- Work to be completed:
Print the passage of the news roundup below starting with "This election was" and going on through "things to come.", word for word.

- Selected excerpt:
Trump convicted

Donald Trump made history by becoming the first U.S. President, current or former, to be convicted of a felony. The guilty verdicts came on Thursday May 30, convicting Trump of thirty-four counts of falsifying business records relating to hush money paid to adult film star Stormy Daniels, according to The New York Times. Of these charges, eleven are for falsified invoices, twelve are for falsified general ledger entries and eleven are for legal services by way of Michael Cohen.

In a statement immediately after exiting the Manhattan Criminal Courthouse, Trump said “the real verdict is going to be November 5th,” referring to his run for the presidency. The statement, captured by NBC news, continued to allege that the trial and verdict were political attacks from President Joe Biden. Local leaders reacted swiftly after the verdict. Mayor Brandon Johnson said on X that “Donald Trump is a con artist, a bigot, and an embarrassment of a former president.” Governor J.B. Pritzker chimed in on X also, saying “Donald Trump is a racist, a homophobe, a grifter, and a threat to this country. He can now add one more title to his list—a felon.”

Trump is scheduled to be sentenced in Manhattan on July 11.

Historic Mexican elections

Mexico made history Sunday night by electing its first woman president, Claudia Sheinbaum, with fifty-eight to sixty percent of the vote, beating her conservative opponent, another woman, Xóchitl Galvez. Sheinbaum was the former mayor of Mexico City and is of Jewish descent. She had the endorsement of populist president Andrés Manuel López Obrador and she vowed to continue to build on his campaign agenda (Mexico’s constitution does not allow reelection), such as raising the minimum wage and guaranteed pensions for Mexican retirees. 

This election was also historic by allowing Mexican nationals abroad to cast a vote both online and in person. In the United States, more than 157,000 Mexicans were registered to vote. More than 10,000 were registered to vote in Illinois—about 1,500 in Chicago. However, backlogs were reported in the four participating Mexican consulates in the country, including Chicago’s. Long lines stretched down Ashland and Ogden Ave. for hours on Sunday before consulate officials announced the polls would close at 7 p.m. and would not allow hundreds of people in line to vote. Frustrated would-be voters hoped this was not an omen of things to come.

University of Chicago denies diplomas to four pro-Palestinian students

Dozens of students chanted and walked out of the University of Chicago graduation ceremony on Saturday, June 1 in protest of the university withholding diplomas from four students and the administration’s refusal to acknowledge and divest from the genocide in Gaza. The four students—Youssef Hasweh, Kelly Hui, Rayna Acha, and a fourth student who did not want to be named, according to Block Club Chicago—learned they would not be receiving their degrees about a week before graduation because of pending “disruptive conduct” complaints related to the Popular University for Gaza encampment that lasted for some eight days on campus before being cleared by UCPD in the early morning of May 7. Pressed for comment by Block Club, administrators did not say what specific acts the students were being accused of, only that students may be allowed to receive their diplomas if cleared of disciplinary charges at some point in the future. Students began the encampment to demand the university recognize genocide and scholasticide in Gaza, disclose its investments, divest from weapons manufacturers, and end its relationship with the Israel Institute. More than 35,000 Palestinians have been killed in Gaza since October of last year, and hundreds of thousands more are facing famine, disease outbreaks, and continued bombardment by the Israeli military. Following encampments at other universities across the country, some universities have also refused to grant diplomas to students active in those protests.

- Data under study:

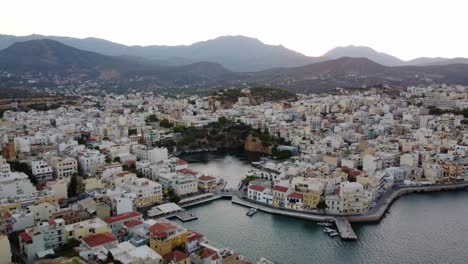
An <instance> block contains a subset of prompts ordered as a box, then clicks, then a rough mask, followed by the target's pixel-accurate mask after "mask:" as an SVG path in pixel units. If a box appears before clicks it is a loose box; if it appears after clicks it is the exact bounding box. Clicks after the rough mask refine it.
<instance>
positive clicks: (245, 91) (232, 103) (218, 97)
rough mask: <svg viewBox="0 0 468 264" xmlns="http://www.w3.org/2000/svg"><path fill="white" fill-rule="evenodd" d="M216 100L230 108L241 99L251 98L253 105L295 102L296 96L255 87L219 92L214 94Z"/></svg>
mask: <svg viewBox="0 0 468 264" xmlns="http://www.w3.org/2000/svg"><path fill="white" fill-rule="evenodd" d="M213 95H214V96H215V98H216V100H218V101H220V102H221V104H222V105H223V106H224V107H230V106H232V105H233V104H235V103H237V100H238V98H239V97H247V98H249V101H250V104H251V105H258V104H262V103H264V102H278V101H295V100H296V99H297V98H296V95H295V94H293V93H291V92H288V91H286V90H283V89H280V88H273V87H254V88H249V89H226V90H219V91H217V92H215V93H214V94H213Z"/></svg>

--

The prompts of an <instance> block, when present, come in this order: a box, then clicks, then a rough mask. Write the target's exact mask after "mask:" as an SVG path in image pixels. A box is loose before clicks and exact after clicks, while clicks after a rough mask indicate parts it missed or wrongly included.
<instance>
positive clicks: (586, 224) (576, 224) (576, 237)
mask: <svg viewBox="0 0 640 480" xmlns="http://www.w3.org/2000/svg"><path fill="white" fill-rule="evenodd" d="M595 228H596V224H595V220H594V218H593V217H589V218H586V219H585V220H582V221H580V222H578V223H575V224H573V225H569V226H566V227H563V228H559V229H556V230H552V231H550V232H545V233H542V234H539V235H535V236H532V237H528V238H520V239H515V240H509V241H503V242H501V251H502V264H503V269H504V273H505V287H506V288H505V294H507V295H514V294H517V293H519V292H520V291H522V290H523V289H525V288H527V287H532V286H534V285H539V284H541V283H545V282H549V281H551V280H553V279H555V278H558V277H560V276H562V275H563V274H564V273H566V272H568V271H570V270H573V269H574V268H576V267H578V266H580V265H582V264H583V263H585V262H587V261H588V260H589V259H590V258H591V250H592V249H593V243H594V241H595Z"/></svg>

- Task response:
This election was also historic by allowing Mexican nationals abroad to cast a vote both online and in person. In the United States, more than 157,000 Mexicans were registered to vote. More than 10,000 were registered to vote in Illinois—about 1,500 in Chicago. However, backlogs were reported in the four participating Mexican consulates in the country, including Chicago’s. Long lines stretched down Ashland and Ogden Ave. for hours on Sunday before consulate officials announced the polls would close at 7 p.m. and would not allow hundreds of people in line to vote. Frustrated would-be voters hoped this was not an omen of things to come.